Exercise directions
From the entries below, copy each line in which the word "hand" occurs.

Provided records
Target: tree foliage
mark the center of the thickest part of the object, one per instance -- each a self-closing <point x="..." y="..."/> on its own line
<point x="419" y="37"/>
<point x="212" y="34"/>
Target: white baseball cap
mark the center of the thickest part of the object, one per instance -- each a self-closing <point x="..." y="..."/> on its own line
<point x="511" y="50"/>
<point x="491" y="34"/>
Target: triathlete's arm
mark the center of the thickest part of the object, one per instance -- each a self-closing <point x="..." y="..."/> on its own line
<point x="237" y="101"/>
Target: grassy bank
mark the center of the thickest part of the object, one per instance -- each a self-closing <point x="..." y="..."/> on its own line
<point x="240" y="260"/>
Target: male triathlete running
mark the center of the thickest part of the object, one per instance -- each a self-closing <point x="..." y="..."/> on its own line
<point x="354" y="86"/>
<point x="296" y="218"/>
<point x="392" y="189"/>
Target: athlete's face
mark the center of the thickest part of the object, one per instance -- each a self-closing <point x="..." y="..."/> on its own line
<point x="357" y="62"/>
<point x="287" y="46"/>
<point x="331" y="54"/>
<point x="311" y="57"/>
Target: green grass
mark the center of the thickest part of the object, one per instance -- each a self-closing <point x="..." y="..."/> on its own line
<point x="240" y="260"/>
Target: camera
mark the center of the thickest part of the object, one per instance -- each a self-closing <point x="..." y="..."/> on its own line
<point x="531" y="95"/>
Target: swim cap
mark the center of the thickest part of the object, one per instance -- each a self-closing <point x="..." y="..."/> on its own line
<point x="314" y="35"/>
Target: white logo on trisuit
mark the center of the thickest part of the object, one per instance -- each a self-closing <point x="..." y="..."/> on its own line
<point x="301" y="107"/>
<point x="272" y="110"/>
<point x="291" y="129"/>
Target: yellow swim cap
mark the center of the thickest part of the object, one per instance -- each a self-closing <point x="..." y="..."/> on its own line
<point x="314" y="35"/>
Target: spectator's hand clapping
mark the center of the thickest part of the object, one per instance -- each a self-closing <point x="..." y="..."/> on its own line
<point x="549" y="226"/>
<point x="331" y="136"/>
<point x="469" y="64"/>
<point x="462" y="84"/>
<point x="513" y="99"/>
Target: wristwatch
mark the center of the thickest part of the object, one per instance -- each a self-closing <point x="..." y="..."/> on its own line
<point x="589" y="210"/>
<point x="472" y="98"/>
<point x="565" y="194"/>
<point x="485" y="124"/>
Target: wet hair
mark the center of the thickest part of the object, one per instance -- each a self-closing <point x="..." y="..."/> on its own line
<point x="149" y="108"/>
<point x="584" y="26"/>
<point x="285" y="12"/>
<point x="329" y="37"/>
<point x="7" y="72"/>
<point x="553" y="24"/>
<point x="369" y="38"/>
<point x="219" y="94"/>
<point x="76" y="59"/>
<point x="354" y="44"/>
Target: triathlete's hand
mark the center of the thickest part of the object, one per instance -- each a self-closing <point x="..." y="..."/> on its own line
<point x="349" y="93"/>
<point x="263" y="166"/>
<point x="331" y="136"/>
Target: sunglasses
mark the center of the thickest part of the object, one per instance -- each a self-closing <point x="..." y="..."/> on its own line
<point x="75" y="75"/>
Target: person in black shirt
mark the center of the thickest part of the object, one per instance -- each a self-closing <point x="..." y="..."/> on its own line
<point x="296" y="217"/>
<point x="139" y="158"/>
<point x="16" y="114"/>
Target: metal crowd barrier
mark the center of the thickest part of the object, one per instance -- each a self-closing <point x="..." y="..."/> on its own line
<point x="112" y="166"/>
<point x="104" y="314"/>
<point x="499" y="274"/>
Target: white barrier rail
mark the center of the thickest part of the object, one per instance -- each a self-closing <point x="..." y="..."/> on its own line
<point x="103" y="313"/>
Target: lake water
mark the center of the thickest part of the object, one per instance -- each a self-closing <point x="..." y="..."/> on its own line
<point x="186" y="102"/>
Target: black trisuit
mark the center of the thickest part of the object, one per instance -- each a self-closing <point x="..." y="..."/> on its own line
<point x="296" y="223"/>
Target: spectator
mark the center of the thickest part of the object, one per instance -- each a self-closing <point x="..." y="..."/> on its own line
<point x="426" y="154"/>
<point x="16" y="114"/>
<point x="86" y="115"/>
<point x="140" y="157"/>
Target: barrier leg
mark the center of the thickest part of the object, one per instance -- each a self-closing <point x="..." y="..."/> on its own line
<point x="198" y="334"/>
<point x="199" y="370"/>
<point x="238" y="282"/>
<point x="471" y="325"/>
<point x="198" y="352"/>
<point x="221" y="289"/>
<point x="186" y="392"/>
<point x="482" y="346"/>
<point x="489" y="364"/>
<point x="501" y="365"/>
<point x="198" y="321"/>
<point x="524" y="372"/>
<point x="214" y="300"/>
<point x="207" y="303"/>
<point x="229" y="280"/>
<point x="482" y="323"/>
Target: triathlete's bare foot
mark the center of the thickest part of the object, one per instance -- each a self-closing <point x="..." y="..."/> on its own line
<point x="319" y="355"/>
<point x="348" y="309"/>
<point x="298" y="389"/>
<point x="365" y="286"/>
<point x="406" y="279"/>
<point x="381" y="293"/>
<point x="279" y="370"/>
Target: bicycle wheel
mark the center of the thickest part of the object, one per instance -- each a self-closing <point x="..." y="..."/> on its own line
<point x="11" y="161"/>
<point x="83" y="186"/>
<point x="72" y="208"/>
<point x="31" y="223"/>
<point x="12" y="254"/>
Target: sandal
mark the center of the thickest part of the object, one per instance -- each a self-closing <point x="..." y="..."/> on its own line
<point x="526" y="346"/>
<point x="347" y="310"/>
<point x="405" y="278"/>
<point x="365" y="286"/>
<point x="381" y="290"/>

Exercise answer
Target: spectator's hand clapping
Target: triathlete's hand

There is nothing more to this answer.